BEGIN

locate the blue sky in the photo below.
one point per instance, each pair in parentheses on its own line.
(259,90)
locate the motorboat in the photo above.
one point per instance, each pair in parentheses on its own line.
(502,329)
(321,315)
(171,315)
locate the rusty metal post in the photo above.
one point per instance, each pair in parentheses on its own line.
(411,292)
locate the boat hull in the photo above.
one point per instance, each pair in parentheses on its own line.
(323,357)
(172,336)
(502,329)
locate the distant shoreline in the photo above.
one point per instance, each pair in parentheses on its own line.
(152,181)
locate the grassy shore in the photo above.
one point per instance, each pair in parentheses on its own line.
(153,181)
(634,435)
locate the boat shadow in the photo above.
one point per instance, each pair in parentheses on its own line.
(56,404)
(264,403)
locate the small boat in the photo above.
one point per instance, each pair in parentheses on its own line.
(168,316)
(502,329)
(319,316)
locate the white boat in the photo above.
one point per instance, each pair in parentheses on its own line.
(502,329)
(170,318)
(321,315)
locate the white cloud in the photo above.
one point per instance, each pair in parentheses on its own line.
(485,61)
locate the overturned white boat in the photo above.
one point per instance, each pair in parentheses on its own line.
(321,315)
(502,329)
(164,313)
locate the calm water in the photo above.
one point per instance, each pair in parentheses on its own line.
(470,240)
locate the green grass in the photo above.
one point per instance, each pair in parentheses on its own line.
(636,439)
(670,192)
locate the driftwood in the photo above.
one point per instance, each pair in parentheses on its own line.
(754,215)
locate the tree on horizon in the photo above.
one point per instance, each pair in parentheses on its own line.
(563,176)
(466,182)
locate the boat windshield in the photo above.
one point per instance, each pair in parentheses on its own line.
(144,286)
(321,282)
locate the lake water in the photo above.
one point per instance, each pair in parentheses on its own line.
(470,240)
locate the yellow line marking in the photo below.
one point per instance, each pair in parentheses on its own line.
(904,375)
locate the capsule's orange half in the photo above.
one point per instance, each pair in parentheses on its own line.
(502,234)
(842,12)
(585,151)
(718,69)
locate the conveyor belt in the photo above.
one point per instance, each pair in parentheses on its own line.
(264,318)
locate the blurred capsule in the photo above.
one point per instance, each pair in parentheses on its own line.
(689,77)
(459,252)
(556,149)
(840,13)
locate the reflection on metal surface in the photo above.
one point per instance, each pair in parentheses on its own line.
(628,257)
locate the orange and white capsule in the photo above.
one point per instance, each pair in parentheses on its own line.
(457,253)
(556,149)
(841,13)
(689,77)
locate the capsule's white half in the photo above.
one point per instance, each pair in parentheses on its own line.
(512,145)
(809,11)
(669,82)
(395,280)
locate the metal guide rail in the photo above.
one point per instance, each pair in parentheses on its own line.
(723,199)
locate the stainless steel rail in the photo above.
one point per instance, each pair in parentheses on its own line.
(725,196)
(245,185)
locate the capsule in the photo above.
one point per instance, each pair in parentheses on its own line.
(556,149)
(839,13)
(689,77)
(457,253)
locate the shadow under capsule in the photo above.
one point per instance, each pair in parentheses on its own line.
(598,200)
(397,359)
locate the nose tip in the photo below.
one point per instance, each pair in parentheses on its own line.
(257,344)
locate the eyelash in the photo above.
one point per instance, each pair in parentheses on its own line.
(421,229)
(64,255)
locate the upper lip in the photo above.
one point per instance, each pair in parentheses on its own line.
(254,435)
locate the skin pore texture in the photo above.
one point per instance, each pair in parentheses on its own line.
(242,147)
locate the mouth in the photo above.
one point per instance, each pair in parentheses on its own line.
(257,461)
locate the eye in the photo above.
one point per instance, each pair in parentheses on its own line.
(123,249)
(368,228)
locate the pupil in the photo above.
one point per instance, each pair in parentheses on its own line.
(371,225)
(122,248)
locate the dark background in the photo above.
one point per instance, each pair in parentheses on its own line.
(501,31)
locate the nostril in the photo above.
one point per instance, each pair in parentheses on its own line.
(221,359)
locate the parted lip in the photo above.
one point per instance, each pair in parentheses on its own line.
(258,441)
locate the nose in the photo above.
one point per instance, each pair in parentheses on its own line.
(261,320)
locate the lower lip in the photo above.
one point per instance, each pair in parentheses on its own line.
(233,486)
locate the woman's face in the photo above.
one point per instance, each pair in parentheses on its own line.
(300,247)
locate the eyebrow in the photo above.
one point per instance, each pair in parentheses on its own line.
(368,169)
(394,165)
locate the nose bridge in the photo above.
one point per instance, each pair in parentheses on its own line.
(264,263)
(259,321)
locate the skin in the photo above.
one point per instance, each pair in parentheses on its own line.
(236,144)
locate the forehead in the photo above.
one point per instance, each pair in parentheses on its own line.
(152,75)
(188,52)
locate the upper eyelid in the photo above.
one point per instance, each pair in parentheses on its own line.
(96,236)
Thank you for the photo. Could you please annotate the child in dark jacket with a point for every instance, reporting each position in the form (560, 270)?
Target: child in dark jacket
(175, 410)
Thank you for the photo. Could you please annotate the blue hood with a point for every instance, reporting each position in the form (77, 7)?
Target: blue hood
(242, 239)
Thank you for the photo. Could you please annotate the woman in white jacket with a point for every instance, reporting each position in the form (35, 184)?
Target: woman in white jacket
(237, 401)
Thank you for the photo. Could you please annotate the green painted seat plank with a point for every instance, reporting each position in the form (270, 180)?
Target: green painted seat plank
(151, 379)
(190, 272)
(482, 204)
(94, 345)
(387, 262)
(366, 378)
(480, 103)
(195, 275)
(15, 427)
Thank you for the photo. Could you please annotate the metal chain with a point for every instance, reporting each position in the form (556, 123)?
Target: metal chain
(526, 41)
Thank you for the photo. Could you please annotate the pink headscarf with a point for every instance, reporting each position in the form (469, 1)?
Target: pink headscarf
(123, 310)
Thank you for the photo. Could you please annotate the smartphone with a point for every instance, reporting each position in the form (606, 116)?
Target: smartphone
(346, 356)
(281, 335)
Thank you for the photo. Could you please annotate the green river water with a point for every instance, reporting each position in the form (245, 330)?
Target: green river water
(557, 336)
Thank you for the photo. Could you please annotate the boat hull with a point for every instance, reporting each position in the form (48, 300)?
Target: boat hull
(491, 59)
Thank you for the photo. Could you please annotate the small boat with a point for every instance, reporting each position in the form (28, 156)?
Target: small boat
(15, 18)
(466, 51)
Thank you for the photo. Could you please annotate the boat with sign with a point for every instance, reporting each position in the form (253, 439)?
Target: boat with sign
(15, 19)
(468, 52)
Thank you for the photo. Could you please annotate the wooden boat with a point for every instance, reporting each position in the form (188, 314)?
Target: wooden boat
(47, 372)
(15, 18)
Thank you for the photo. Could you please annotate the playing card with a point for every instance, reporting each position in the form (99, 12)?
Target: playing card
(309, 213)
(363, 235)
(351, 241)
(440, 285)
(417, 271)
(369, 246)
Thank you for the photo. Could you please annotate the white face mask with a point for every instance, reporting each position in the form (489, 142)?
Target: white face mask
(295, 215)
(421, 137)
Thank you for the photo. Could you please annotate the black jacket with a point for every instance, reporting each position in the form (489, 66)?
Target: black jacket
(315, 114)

END

### TASK DIRECTIONS
Extract the closing run of lines, starting with the one containing "Thank you for the photo. Could you please annotate the wooden" and ending at the last, exactly as written.

### WRITTEN SOLUTION
Thank you for the photo. Could you please annotate the wooden boat with a point for every instance, reporting each position in the form (188, 314)?
Target: wooden boat
(47, 372)
(15, 18)
Thank you for the photo. Could you please annotate the playing card with a point for every instance, reporting each position in the form (99, 12)?
Target: playing card
(309, 213)
(363, 235)
(351, 241)
(440, 285)
(417, 271)
(369, 246)
Thank you for the photo. Could you please annotate the white face mask with a point for every instance, reporting each position in the form (489, 142)?
Target: white face mask
(295, 215)
(421, 137)
Thank you for the photo. Could you please annotate the black jacket with a point for every instance, reporting each position in the form (489, 66)?
Target: black jacket
(315, 114)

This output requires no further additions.